== EXERCISE DIRECTIONS ==
Word for word, give the material below again, minus any images.

== DATASET EXTRACT ==
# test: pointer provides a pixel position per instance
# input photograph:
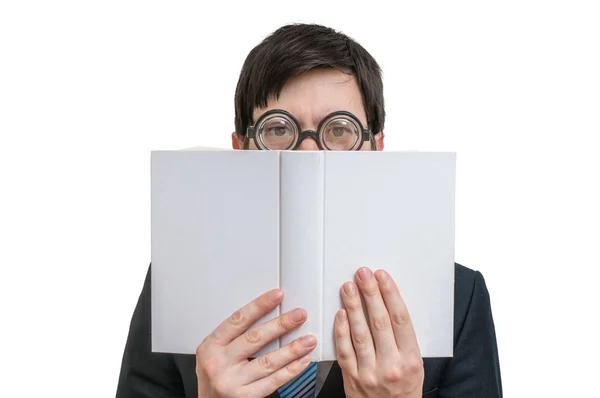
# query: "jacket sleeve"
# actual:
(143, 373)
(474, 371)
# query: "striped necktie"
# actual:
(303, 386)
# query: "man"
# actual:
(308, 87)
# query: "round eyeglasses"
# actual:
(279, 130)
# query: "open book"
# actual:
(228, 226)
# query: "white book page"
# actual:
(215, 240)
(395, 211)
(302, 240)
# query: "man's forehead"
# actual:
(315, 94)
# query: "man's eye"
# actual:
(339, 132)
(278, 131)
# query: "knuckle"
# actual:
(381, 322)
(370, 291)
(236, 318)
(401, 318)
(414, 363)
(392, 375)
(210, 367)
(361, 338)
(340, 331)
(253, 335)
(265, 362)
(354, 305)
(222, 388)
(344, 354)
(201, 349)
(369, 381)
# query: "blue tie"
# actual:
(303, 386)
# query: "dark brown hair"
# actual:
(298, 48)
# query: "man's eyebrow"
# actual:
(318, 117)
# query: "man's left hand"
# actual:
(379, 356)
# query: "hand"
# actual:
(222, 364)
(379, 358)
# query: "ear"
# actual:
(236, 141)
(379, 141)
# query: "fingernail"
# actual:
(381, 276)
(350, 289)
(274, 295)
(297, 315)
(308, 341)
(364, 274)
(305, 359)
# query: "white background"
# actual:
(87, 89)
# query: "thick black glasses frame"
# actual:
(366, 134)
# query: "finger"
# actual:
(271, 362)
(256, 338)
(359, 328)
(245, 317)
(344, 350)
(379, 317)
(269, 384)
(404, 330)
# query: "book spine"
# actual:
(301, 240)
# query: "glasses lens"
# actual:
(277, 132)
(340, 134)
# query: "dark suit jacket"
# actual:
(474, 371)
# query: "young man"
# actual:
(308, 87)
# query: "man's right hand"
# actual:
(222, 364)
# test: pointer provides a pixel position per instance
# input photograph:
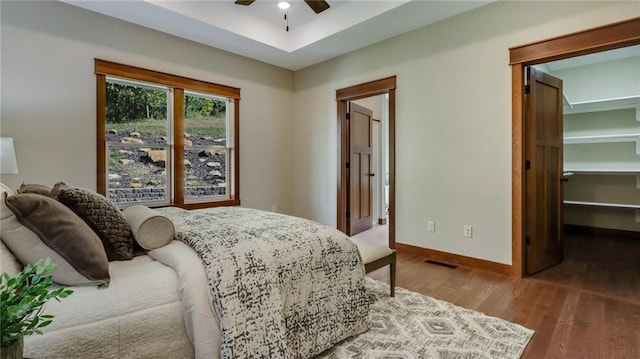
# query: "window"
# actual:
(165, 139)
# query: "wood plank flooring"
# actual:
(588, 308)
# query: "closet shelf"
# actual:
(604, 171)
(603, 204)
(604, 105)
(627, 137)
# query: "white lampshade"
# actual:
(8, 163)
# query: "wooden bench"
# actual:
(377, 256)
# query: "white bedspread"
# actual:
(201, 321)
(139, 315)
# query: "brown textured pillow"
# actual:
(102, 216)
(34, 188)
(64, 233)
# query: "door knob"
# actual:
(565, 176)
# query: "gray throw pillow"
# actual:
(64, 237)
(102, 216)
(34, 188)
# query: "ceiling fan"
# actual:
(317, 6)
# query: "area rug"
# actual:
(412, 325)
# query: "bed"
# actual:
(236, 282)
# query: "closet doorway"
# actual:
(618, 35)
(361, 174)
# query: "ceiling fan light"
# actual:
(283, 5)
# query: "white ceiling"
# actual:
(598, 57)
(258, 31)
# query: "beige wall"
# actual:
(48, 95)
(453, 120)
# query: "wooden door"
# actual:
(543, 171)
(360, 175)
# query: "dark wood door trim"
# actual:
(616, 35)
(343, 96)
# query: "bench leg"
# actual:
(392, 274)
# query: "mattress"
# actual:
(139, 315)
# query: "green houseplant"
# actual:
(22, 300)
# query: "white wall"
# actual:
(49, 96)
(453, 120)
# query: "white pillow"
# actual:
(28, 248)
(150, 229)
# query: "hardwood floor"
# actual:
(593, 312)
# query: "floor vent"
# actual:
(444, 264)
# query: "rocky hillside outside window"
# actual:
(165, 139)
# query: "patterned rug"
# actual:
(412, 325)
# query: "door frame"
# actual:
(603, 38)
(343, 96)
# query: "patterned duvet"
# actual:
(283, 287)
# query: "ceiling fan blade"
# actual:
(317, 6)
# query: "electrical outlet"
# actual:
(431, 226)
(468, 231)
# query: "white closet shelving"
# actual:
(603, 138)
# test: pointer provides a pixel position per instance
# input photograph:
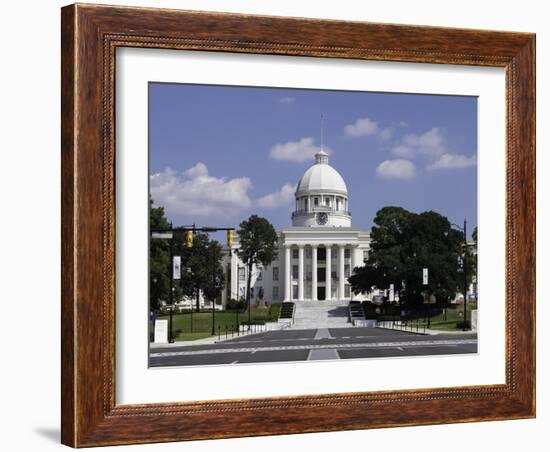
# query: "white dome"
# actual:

== WRITTEN RESPONSE ==
# test: pointer provides a pixel position per instance
# input photograph:
# query: "jacket sleeve"
# actual:
(143, 373)
(474, 371)
# query: "striped necktie"
# actual:
(303, 386)
# query: "man"
# actual:
(308, 87)
# query: "round eyeglasses"
# actual:
(279, 130)
# query: "open book"
# actual:
(228, 226)
# query: "white book page"
# actual:
(215, 240)
(395, 211)
(302, 240)
# query: "man's forehead"
# actual:
(315, 94)
# query: "man's eye"
# actual:
(339, 132)
(278, 131)
# query: "knuckle"
# actual:
(381, 322)
(370, 291)
(236, 318)
(401, 318)
(414, 363)
(392, 375)
(210, 367)
(361, 338)
(340, 331)
(253, 335)
(265, 362)
(354, 305)
(222, 388)
(344, 354)
(201, 349)
(369, 381)
# query: "blue tie"
# actual:
(303, 386)
# query: "dark brown hair"
# actual:
(298, 48)
# query: "man's eyebrow"
# actual:
(318, 117)
# query: "man's left hand"
# actual:
(379, 356)
# query: "hand"
# actual:
(222, 364)
(379, 358)
# query: "ear"
# actual:
(236, 141)
(379, 141)
# query: "fingernail"
# actual:
(381, 276)
(350, 289)
(274, 295)
(297, 315)
(308, 341)
(364, 274)
(305, 359)
# query: "white background"
# actual:
(87, 89)
# query: "thick black glasses frame"
# actual:
(366, 134)
# query: "finger"
# actual:
(271, 362)
(256, 338)
(359, 328)
(245, 317)
(344, 350)
(379, 317)
(269, 384)
(404, 330)
# query: "book spine"
# actual:
(301, 240)
# query: "glasses lens"
# actual:
(277, 132)
(340, 134)
# query: "dark suit jacket"
# actual:
(474, 371)
# query: "young man"
# actual:
(308, 87)
# query: "man's right hand"
# actual:
(222, 364)
# test: pointer provides a pixel position per instance
# input photograph:
# query: "window"
# actual:
(165, 139)
# query: "wood plank flooring"
# actual:
(588, 308)
# query: "closet shelf"
# actual:
(604, 171)
(603, 204)
(604, 105)
(627, 137)
# query: "white lampshade"
# actual:
(8, 163)
# query: "wooden bench"
# actual:
(377, 256)
# query: "white bedspread"
# actual:
(201, 321)
(139, 315)
# query: "brown textured pillow"
# actual:
(102, 216)
(34, 188)
(64, 233)
# query: "door knob"
# actual:
(565, 176)
# query: "gray throw pillow"
# actual:
(64, 237)
(102, 216)
(34, 188)
# query: "ceiling fan"
# actual:
(317, 6)
# query: "area rug"
# actual:
(412, 325)
# query: "bed"
# actual:
(236, 282)
# query: "closet doorway"
# actual:
(618, 35)
(361, 174)
# query: "ceiling fan light"
# actual:
(283, 5)
# query: "white ceiling"
# actual:
(598, 57)
(258, 31)
# query: "beige wall"
# actual:
(48, 95)
(453, 120)
# query: "wooden door"
# actual:
(543, 171)
(360, 175)
# query: "dark wood door trim"
# actual:
(616, 35)
(343, 96)
# query: "bench leg"
# actual:
(392, 274)
# query: "mattress"
# actual:
(139, 315)
# query: "green houseplant"
# actual:
(22, 300)
# query: "white wall"
# actual:
(49, 96)
(453, 120)
# query: "white pillow"
# actual:
(28, 248)
(150, 229)
# query: "hardwood floor"
# actual:
(593, 312)
# query: "floor vent"
# actual:
(444, 264)
# query: "rocky hillside outside window"
# actual:
(165, 139)
# query: "patterned rug"
# actual:
(412, 325)
# query: "door frame"
# actual:
(603, 38)
(343, 96)
# query: "patterned duvet"
# actual:
(283, 287)
# query: "ceiling fan blade"
# actual:
(317, 6)
# query: "electrical outlet"
# actual:
(431, 226)
(468, 231)
# query: "white closet shelving"
# actual:
(603, 138)
# test: pointer provides a pixel position per instance
# input photograph:
# query: "white dome"
# actual:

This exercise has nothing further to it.